**What the task requires**:
Check every line of the entries for the string "dark" and return the ones that contain it.

Dataset entries Block Start

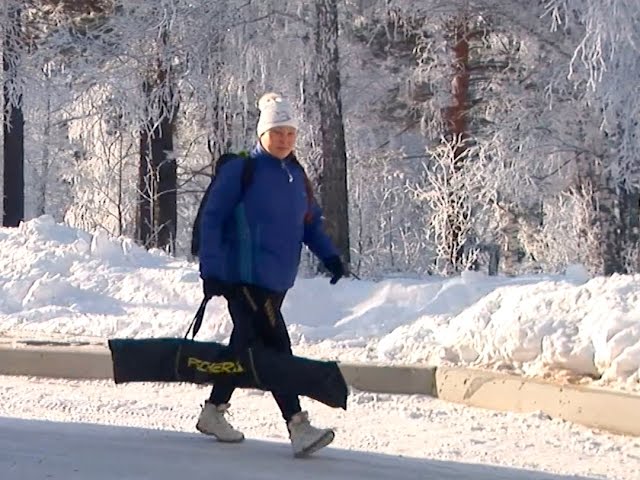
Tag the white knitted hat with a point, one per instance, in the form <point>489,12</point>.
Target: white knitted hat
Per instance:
<point>275,111</point>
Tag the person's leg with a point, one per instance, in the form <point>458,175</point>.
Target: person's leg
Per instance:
<point>212,417</point>
<point>243,335</point>
<point>277,337</point>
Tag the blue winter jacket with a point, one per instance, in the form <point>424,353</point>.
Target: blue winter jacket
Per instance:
<point>257,238</point>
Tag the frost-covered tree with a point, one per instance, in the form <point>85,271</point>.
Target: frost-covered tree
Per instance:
<point>13,117</point>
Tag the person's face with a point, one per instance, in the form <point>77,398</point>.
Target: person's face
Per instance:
<point>279,141</point>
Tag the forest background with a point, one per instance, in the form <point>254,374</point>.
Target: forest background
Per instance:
<point>441,136</point>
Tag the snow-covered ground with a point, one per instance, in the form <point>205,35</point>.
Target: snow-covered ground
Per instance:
<point>378,437</point>
<point>58,280</point>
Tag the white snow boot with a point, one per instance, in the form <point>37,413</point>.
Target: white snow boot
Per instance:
<point>305,438</point>
<point>212,422</point>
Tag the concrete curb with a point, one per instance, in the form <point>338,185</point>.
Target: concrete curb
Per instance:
<point>608,410</point>
<point>602,409</point>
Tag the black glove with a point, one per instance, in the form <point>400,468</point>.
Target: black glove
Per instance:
<point>335,266</point>
<point>212,287</point>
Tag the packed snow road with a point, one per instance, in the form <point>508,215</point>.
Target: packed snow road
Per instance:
<point>98,430</point>
<point>36,450</point>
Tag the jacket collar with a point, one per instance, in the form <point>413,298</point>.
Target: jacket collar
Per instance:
<point>258,151</point>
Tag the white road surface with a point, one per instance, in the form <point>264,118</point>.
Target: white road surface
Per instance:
<point>77,430</point>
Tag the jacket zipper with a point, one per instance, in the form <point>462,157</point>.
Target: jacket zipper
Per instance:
<point>286,169</point>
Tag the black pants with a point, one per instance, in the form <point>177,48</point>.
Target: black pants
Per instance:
<point>257,322</point>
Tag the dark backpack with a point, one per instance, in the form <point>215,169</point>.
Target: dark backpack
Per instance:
<point>247,177</point>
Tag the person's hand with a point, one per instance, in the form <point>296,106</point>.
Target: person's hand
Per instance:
<point>335,266</point>
<point>212,287</point>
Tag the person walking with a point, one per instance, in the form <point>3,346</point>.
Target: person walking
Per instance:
<point>250,246</point>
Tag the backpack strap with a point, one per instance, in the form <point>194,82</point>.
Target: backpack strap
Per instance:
<point>247,177</point>
<point>308,188</point>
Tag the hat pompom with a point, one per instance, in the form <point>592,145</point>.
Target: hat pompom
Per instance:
<point>268,100</point>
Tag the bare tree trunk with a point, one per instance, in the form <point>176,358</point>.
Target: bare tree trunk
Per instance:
<point>333,190</point>
<point>157,175</point>
<point>144,223</point>
<point>609,223</point>
<point>13,125</point>
<point>456,122</point>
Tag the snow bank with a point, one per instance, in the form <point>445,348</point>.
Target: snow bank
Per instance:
<point>58,280</point>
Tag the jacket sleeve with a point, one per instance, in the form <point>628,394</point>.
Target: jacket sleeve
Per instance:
<point>315,237</point>
<point>223,197</point>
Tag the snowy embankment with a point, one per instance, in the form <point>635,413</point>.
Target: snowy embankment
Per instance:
<point>63,281</point>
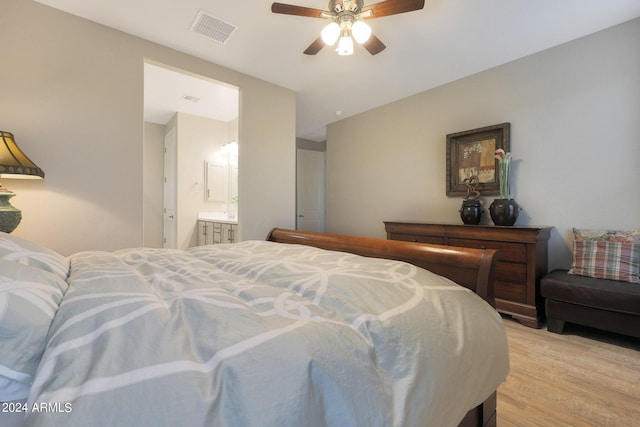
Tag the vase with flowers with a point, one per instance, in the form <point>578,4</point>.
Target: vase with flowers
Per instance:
<point>503,211</point>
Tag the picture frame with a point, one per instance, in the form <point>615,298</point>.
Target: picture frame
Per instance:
<point>472,152</point>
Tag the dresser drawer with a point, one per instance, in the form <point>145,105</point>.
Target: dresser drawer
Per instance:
<point>434,240</point>
<point>522,259</point>
<point>507,251</point>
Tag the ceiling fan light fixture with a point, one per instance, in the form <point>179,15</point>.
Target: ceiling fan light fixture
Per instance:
<point>361,31</point>
<point>345,45</point>
<point>330,33</point>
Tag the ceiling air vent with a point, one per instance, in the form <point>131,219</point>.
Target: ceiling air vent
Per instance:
<point>212,27</point>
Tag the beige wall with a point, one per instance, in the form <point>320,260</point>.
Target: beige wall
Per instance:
<point>575,137</point>
<point>72,93</point>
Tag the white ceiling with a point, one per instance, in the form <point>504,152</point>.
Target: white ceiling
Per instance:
<point>445,41</point>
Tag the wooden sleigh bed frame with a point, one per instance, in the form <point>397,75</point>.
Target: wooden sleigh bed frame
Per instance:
<point>472,268</point>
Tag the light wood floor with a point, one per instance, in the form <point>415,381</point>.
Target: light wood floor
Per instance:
<point>583,377</point>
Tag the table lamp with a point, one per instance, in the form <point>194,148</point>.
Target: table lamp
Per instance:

Dataset entries Block End

**Task result**:
Tag the dark backpack with a point, one per instance, in the form <point>215,169</point>.
Target: dark backpack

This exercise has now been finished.